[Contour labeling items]

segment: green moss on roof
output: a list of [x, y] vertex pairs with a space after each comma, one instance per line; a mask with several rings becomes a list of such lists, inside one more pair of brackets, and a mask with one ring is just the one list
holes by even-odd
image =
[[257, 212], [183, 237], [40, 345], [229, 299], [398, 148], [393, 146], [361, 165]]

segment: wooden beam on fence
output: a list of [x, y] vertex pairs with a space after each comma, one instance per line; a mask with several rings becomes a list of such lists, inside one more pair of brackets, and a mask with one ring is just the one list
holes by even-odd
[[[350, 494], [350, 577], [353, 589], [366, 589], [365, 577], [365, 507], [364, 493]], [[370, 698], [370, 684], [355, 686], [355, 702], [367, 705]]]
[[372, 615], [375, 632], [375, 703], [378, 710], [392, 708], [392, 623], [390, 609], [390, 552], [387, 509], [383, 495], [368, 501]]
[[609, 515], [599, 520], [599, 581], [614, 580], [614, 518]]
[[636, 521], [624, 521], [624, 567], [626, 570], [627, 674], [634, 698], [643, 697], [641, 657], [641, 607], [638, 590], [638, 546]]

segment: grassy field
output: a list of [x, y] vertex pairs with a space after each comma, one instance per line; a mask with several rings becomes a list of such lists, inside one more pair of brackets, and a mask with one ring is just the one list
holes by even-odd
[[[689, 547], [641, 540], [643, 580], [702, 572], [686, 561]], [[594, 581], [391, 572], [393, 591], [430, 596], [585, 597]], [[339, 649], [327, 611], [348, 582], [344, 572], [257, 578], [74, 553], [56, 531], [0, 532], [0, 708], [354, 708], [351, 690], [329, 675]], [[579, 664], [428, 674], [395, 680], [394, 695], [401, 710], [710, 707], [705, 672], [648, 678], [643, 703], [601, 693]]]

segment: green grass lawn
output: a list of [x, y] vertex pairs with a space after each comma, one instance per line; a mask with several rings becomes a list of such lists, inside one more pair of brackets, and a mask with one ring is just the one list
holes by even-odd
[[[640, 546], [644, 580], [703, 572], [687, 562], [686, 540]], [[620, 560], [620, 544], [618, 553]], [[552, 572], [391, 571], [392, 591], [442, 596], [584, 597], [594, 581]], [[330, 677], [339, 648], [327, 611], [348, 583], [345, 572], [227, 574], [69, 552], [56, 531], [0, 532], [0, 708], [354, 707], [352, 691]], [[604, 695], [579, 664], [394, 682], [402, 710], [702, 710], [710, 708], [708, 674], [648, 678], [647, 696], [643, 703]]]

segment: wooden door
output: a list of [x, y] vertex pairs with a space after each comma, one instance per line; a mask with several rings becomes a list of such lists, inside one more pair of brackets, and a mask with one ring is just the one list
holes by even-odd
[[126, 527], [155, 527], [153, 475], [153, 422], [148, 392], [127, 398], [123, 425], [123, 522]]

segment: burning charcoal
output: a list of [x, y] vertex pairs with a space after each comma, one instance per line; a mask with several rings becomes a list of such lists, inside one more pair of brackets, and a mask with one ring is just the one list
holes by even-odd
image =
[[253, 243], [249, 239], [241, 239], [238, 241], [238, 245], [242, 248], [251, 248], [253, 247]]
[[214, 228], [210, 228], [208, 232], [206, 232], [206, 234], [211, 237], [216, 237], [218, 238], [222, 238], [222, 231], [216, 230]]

■ **Exercise details**
Recast every line of the rows above as a Markdown table with two columns, No. and Line, numbering the lines in order and leaving out blank ones.

■ **Answer for the task**
| No. | Line |
|---|---|
| 1 | segment: green moss on roof |
| 2 | output: a list of [x, y] vertex pairs with a space after each comma, one instance per line; a mask with several rings becomes a list of such lists, inside one more pair of brackets, and a mask with one ring is just the one list |
| 3 | holes by even-odd |
| 4 | image = |
| 5 | [[257, 212], [183, 237], [40, 345], [229, 299], [398, 148], [393, 146], [361, 165]] |
| 6 | segment: wooden beam on fence |
| 7 | output: a list of [x, y] vertex pairs with a space after each comma, one instance per line; a mask with several rings becomes a list of such lists, inside one more pair of brackets, and a mask with one ring is just the one list |
| 8 | holes by even-odd |
| 9 | [[[350, 494], [350, 577], [353, 589], [366, 589], [365, 577], [365, 507], [364, 493]], [[370, 698], [370, 684], [355, 686], [355, 702], [367, 705]]] |
| 10 | [[372, 615], [375, 632], [375, 703], [378, 710], [392, 708], [392, 623], [390, 609], [390, 552], [387, 509], [383, 495], [368, 501]] |
| 11 | [[609, 515], [599, 520], [599, 581], [614, 580], [614, 518]] |
| 12 | [[636, 521], [624, 521], [624, 567], [626, 570], [627, 674], [634, 698], [643, 697], [641, 657], [641, 607], [638, 590], [638, 546]] |
| 13 | segment: grassy field |
| 14 | output: a list of [x, y] vertex pairs with a space after each comma, one instance per line; a mask with several rings becomes a list of such lists, inside one more pair of brackets, and a mask with one ring is just the one list |
| 15 | holes by even-odd |
| 16 | [[[689, 547], [641, 540], [643, 580], [702, 572], [686, 561]], [[594, 581], [391, 572], [393, 591], [430, 596], [585, 597]], [[339, 649], [327, 611], [348, 582], [344, 572], [257, 578], [74, 553], [56, 531], [0, 532], [0, 708], [354, 708], [351, 690], [329, 675]], [[579, 664], [428, 674], [395, 680], [394, 695], [401, 710], [710, 707], [705, 672], [648, 678], [643, 703], [601, 693]]] |
| 17 | segment: green grass lawn |
| 18 | output: a list of [x, y] vertex pairs with a space after each comma, one instance per line; a mask with several rings becomes a list of such lists, inside one more pair of brackets, and a mask with one ring is just the one list |
| 19 | holes by even-odd |
| 20 | [[[640, 546], [644, 580], [703, 572], [687, 562], [686, 540]], [[620, 560], [620, 544], [618, 553]], [[552, 572], [391, 571], [392, 591], [442, 596], [584, 597], [594, 581]], [[330, 677], [339, 648], [327, 611], [348, 583], [345, 572], [227, 574], [69, 552], [56, 531], [0, 532], [0, 708], [354, 707], [352, 691]], [[604, 695], [579, 664], [394, 682], [402, 710], [702, 710], [710, 708], [708, 674], [648, 678], [647, 696], [643, 703]]] |
| 21 | segment: wooden door |
| 22 | output: a list of [x, y] vertex pairs with a space after each comma, one instance per line; a mask with several rings becomes a list of such lists, inside one more pair of brackets, and a mask with one ring is just the one list |
| 23 | holes by even-odd |
| 24 | [[126, 527], [155, 527], [153, 475], [153, 422], [148, 392], [127, 398], [123, 425], [123, 522]] |
| 25 | segment: burning charcoal |
| 26 | output: a list of [x, y] vertex pairs with a space after each comma, one instance per line; a mask with several rings becomes a list of such lists, inside one more pair of brackets, and a mask with one ring is just the one list |
| 27 | holes by even-odd |
| 28 | image = |
| 29 | [[253, 243], [249, 239], [241, 239], [238, 241], [238, 245], [242, 248], [251, 248], [253, 247]] |
| 30 | [[214, 228], [210, 228], [208, 232], [206, 232], [206, 234], [211, 237], [216, 237], [218, 238], [222, 238], [222, 231], [216, 230]] |